> Soal Latihan 1
Berdasarkan teks tentang boikot, jelaskan dalam satu sampai tiga kalimat alasan Alshaya Group memutus hubungan kerja sebagian karyawannya.
> Soal Latihan 2
Salin ulang bagian teks tentang boikot yang dimulai pada kata-kata "Boikot: Senjata Kolektif" dan berhenti setelah "memicu aksi kolektif.".

> Teks Sumber
========
Boikot: Senjata Kolektif untuk Kemerdekaan Palestina
Oleh: Hilma Fanniar Rohman, Dosen Perbankan Syariah, Universitas Ahmad Dahlan
Meskipun boikot sering kali dianggap sebagai upaya langsung untuk memberikan tekanan ekonomi, pengaruh utamanya mungkin terletak pada kemampuannya untuk meningkatkan kesadaran politik dan memicu aksi kolektif.
Baru-baru ini, pemegang waralaba Starbucks di Timur Tengah, Alshaya Group, mengumumkan pemutusan hubungan kerja terhadap sekitar 2.000 karyawan, atau sekitar 4% dari tenaga kerjanya. Keputusan ini, yang diambil akibat "kondisi perdagangan yang semakin sulit," terjadi setelah boikot regional dan internasional terhadap perusahaan besar seperti McDonald's, Amazon, Coca-Cola, Disney, dan lainnya yang dianggap mendukung Israel atau tentaranya.
========
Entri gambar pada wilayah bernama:
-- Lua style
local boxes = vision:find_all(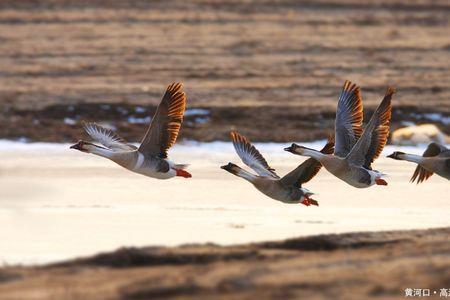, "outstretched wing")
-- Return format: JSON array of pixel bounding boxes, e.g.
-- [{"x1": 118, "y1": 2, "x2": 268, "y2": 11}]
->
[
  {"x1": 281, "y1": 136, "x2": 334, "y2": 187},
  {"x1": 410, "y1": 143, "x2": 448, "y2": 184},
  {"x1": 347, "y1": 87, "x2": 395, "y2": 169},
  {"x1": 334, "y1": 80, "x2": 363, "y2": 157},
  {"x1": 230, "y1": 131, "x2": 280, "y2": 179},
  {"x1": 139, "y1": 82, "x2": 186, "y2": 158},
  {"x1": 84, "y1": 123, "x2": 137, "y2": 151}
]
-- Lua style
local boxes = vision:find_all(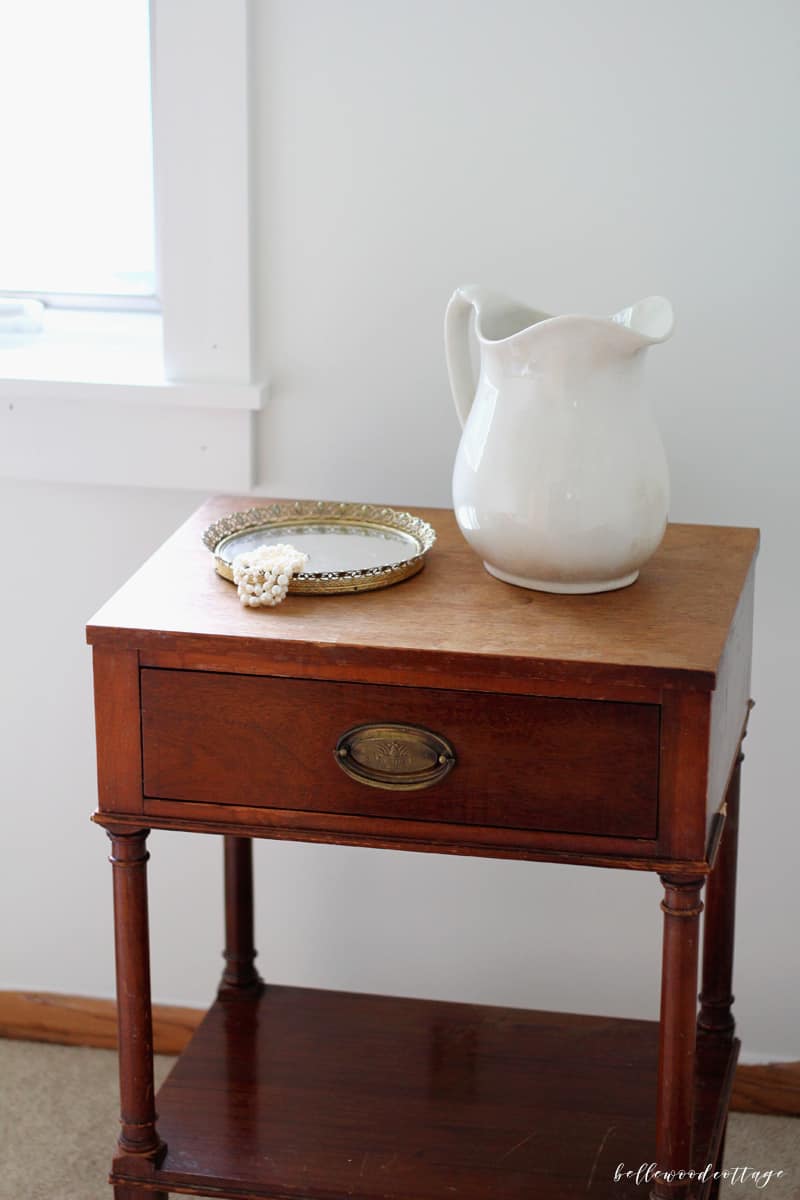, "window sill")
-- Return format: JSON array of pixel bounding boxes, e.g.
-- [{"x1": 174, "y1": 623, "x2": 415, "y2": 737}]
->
========
> Pembahasan Jawaban 1
Alshaya Group, pemegang waralaba Starbucks di Timur Tengah, memutus hubungan kerja sekitar 2.000 karyawan, atau sekitar 4% dari tenaga kerjanya, akibat "kondisi perdagangan yang semakin sulit." Keputusan itu terjadi setelah boikot regional dan internasional terhadap perusahaan besar yang dianggap mendukung Israel atau tentaranya.

> Pembahasan Jawaban 2
Boikot: Senjata Kolektif untuk Kemerdekaan Palestina
Oleh: Hilma Fanniar Rohman, Dosen Perbankan Syariah, Universitas Ahmad Dahlan
Meskipun boikot sering kali dianggap sebagai upaya langsung untuk memberikan tekanan ekonomi, pengaruh utamanya mungkin terletak pada kemampuannya untuk meningkatkan kesadaran politik dan memicu aksi kolektif.